Stated goal 1:
In the forum thread below, what is the name of the consortium design that the poster printed as an AR receiver?

Source excerpt:
# Further down the Rabbit Hole



## GunMonkeyIntl (May 13, 2013)

I’ve now printed two 10-22 receivers, and have 500 rounds on one and 200 on the other. I’m pretty well convinced that, as long as you take some care putting them together, 3D print in common PLA (the default corn-based 3D printing polymer) is perfectly suitable for that design.

The next logical step was an AR or a Glock. Since I most decidedly don’t Glock, the Modern Musket it was.

This design is a consortium effort called the Anderson Hellfire. Just sticking a CAD model of an AR into a “slicer” program to generate g-code for a 3D printer results in a receiver that peels itself apart in short order. This version is specifically designed around the strengths and limitations of layered polymer. The receiver-proper, receiver extension tower, and front takedown pin trunion (the three areas that take unique forces on an AR lower) are all printed on separate planes and bolt together with tensioning screws (also printed).

I got this printer dialed in to the point that the parts came off the plate and went together with only minor tweaking.









I put four mags/120 rounds through it, suppressed (so it was getting extra pressure and gunk into the receiver) and I can’t see a problem. I think I’m going to take it to 1,000 rounds, and then see where it needs attention. I don’t want to get in front of my headlights, but I can see this becoming a practical solution to the 80% vs. 0% lower problem that’s coming.


----------



## StL.Ed (Mar 6, 2011)

Is that an Ender 3 V2? I've just started playing with an Ender 3 Max and PLA+.
Might need to start looking for some files that are more interesting than the ones I've been using.


----------



## GunMonkeyIntl (May 13, 2013)

StL.Ed said:


> Is that an Ender 3 V2? I've just started playing with an Ender 3 Max and PLA+.
> Might need to start looking for some files that are more interesting than the ones I've been using.

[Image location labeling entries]
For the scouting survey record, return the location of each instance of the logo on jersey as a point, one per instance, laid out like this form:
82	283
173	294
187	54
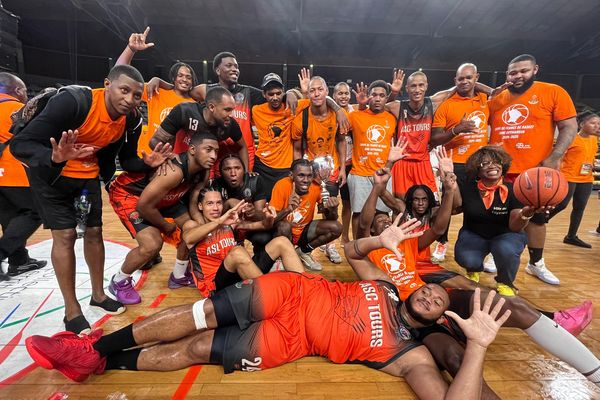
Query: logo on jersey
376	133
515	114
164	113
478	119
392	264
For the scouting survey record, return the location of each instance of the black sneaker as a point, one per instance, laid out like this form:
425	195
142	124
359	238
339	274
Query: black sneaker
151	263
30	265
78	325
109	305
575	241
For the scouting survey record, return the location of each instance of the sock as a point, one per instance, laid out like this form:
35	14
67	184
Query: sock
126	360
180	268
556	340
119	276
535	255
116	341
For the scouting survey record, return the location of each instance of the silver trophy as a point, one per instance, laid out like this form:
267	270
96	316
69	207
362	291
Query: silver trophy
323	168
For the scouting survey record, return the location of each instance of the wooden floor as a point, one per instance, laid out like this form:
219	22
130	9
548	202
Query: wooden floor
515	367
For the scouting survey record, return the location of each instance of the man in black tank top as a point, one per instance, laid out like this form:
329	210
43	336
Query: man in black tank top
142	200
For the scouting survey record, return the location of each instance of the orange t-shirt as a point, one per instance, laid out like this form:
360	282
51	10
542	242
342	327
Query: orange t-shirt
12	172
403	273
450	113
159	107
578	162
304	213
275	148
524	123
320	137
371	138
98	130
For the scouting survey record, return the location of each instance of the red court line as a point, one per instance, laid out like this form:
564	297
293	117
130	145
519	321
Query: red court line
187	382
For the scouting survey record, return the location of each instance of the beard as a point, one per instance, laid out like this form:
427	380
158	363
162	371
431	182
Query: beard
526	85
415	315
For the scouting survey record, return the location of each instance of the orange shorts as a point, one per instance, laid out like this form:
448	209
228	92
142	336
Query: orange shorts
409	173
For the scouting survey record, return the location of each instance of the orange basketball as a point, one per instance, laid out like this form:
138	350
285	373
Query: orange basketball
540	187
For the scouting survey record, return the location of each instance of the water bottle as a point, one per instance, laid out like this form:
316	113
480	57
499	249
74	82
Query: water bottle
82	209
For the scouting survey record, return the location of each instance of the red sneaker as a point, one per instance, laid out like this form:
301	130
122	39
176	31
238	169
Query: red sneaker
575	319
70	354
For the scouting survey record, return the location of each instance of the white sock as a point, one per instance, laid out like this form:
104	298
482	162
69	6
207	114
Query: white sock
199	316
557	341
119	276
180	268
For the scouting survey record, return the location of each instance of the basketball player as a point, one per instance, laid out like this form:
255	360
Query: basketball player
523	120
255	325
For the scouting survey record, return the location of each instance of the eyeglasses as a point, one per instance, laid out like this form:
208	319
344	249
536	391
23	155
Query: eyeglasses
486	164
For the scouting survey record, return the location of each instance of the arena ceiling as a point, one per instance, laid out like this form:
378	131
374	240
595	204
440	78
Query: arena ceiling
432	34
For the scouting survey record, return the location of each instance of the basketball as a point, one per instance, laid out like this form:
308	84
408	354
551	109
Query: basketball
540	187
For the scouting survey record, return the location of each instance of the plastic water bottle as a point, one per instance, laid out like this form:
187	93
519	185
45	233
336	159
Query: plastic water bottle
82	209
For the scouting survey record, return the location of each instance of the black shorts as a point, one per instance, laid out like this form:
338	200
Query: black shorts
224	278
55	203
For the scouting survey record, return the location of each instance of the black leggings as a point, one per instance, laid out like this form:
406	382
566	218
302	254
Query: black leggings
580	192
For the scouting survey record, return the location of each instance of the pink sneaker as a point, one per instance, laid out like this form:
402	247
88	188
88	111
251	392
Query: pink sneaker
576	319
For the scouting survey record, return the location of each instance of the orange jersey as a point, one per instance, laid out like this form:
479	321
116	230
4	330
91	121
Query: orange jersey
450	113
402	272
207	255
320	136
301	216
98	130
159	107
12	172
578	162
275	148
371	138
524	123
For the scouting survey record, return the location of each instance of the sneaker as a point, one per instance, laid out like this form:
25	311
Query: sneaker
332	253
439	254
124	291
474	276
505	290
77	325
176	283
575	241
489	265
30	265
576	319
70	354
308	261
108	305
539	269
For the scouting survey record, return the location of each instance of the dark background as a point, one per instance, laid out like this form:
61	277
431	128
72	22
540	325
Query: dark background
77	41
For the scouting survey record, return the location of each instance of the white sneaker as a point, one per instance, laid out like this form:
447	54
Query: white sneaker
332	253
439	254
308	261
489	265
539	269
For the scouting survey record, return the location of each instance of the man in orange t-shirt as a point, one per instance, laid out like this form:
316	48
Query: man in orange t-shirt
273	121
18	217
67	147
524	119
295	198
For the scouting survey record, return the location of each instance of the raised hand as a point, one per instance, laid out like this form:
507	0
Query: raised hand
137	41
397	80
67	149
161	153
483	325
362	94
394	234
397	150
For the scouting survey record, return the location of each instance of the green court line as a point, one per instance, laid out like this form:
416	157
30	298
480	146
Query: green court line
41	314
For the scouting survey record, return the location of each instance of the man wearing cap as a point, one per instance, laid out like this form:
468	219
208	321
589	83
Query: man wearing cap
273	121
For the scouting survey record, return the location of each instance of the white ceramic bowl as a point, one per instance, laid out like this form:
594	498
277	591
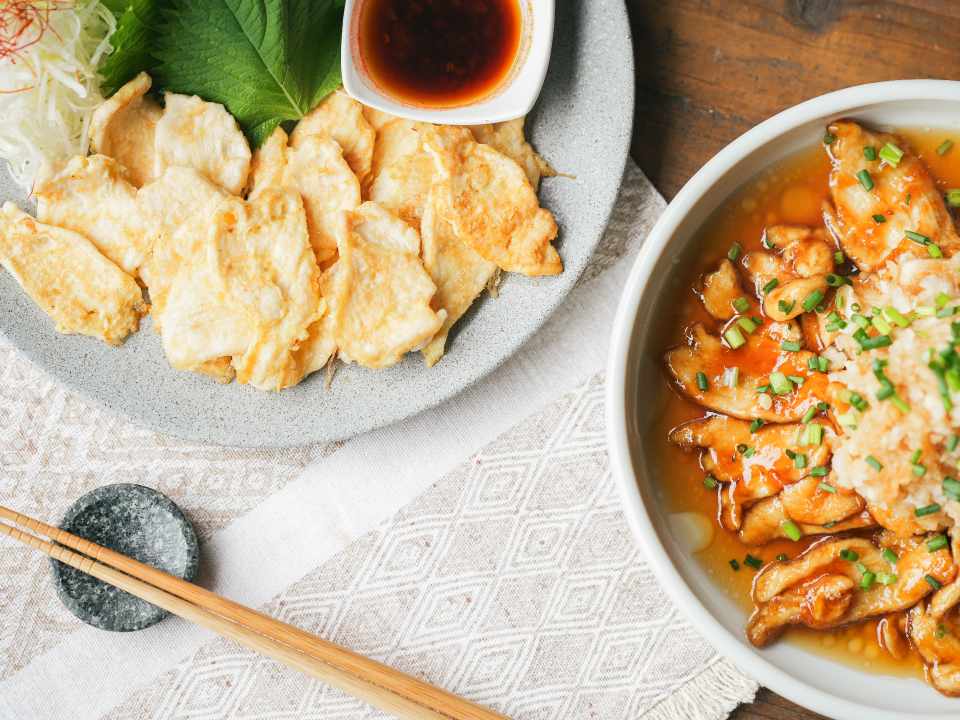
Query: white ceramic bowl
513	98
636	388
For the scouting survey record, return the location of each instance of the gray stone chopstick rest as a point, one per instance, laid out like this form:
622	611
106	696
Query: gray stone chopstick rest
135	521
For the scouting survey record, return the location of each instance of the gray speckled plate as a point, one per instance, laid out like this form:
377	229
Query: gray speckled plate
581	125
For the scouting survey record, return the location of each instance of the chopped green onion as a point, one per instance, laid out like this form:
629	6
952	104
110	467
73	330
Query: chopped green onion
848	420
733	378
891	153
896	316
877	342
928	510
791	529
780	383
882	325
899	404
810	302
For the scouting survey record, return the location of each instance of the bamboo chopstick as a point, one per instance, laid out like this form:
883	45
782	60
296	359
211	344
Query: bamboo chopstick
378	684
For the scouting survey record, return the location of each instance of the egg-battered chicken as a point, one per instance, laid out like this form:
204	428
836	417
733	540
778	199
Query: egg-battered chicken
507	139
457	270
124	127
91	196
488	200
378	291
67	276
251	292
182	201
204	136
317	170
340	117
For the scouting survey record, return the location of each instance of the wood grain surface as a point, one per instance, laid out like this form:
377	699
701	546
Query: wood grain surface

Stated goal 2:
Extract every line of the listing above that contains the word "beard".

Exercise answer 1:
The Anderson Hellfire.

Exercise answer 2:
For the scouting survey record, return the location of each instance of the beard as a point, one per instance, laid out like this form:
Query: beard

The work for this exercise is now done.